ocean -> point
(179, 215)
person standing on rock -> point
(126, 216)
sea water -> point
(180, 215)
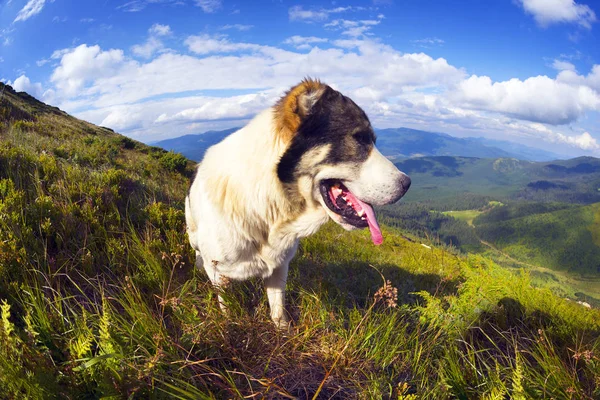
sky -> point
(526, 71)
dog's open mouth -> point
(355, 212)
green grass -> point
(466, 215)
(560, 240)
(99, 298)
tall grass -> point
(99, 299)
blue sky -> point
(521, 70)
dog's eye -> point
(363, 137)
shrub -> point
(173, 161)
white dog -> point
(278, 179)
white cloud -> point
(209, 6)
(139, 5)
(153, 44)
(235, 107)
(31, 8)
(562, 103)
(146, 50)
(160, 30)
(85, 64)
(23, 84)
(298, 13)
(304, 42)
(206, 44)
(561, 65)
(142, 99)
(354, 28)
(547, 12)
(434, 41)
(239, 27)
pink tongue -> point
(376, 235)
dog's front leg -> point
(275, 287)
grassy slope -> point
(98, 297)
(571, 181)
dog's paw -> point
(282, 324)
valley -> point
(99, 296)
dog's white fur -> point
(240, 219)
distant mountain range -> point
(394, 143)
(571, 181)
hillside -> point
(393, 143)
(98, 296)
(571, 181)
(567, 239)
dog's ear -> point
(297, 103)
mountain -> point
(576, 180)
(404, 142)
(99, 296)
(394, 143)
(565, 239)
(194, 146)
(519, 151)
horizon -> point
(157, 69)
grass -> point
(99, 298)
(467, 215)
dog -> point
(309, 158)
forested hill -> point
(99, 297)
(393, 143)
(574, 181)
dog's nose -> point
(405, 182)
(402, 184)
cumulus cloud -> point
(354, 28)
(396, 89)
(85, 64)
(209, 6)
(304, 42)
(547, 12)
(31, 8)
(562, 65)
(235, 107)
(239, 27)
(160, 30)
(562, 103)
(206, 44)
(298, 13)
(153, 43)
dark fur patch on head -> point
(295, 105)
(333, 120)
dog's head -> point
(331, 159)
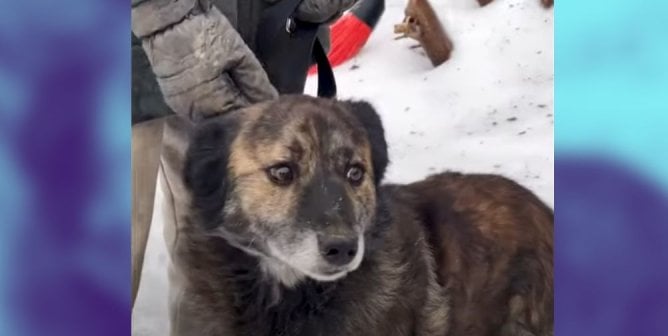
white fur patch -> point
(303, 259)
=-=-=
Set task:
All the material shown above is to be copied exactly, with no pictures carried over.

Reply to the task:
ocean -> point
(179, 215)
person standing on rock -> point
(126, 216)
sea water -> point
(180, 215)
sky -> point
(526, 71)
dog's open mouth -> point
(355, 212)
green grass -> point
(466, 215)
(560, 240)
(99, 298)
tall grass -> point
(99, 299)
blue sky -> point
(521, 70)
dog's eye -> point
(363, 137)
shrub -> point
(173, 161)
white dog -> point
(278, 179)
white cloud -> point
(209, 6)
(139, 5)
(153, 44)
(235, 107)
(31, 8)
(562, 103)
(146, 50)
(160, 30)
(85, 64)
(23, 84)
(298, 13)
(304, 42)
(206, 44)
(561, 65)
(142, 99)
(354, 28)
(547, 12)
(434, 41)
(239, 27)
pink tongue -> point
(376, 235)
dog's front leg -> point
(275, 287)
grassy slope -> point
(98, 297)
(571, 181)
dog's paw -> point
(282, 324)
valley -> point
(99, 296)
dog's white fur -> point
(240, 219)
distant mountain range -> point
(394, 143)
(571, 181)
hillside -> point
(393, 143)
(98, 296)
(571, 181)
(567, 239)
dog's ear -> point
(297, 103)
mountain -> point
(576, 180)
(404, 142)
(99, 296)
(394, 143)
(565, 239)
(194, 146)
(519, 151)
horizon -> point
(157, 69)
grass -> point
(99, 298)
(467, 215)
dog -> point
(309, 158)
forested hill -> point
(99, 297)
(393, 143)
(574, 181)
dog's nose -> point
(405, 182)
(402, 184)
cumulus cloud -> point
(354, 28)
(396, 89)
(85, 64)
(209, 6)
(304, 42)
(547, 12)
(31, 8)
(562, 65)
(235, 107)
(239, 27)
(160, 30)
(562, 103)
(206, 44)
(298, 13)
(153, 43)
dark fur patch on head -> point
(295, 105)
(333, 120)
dog's head -> point
(331, 159)
white fur patch -> point
(303, 259)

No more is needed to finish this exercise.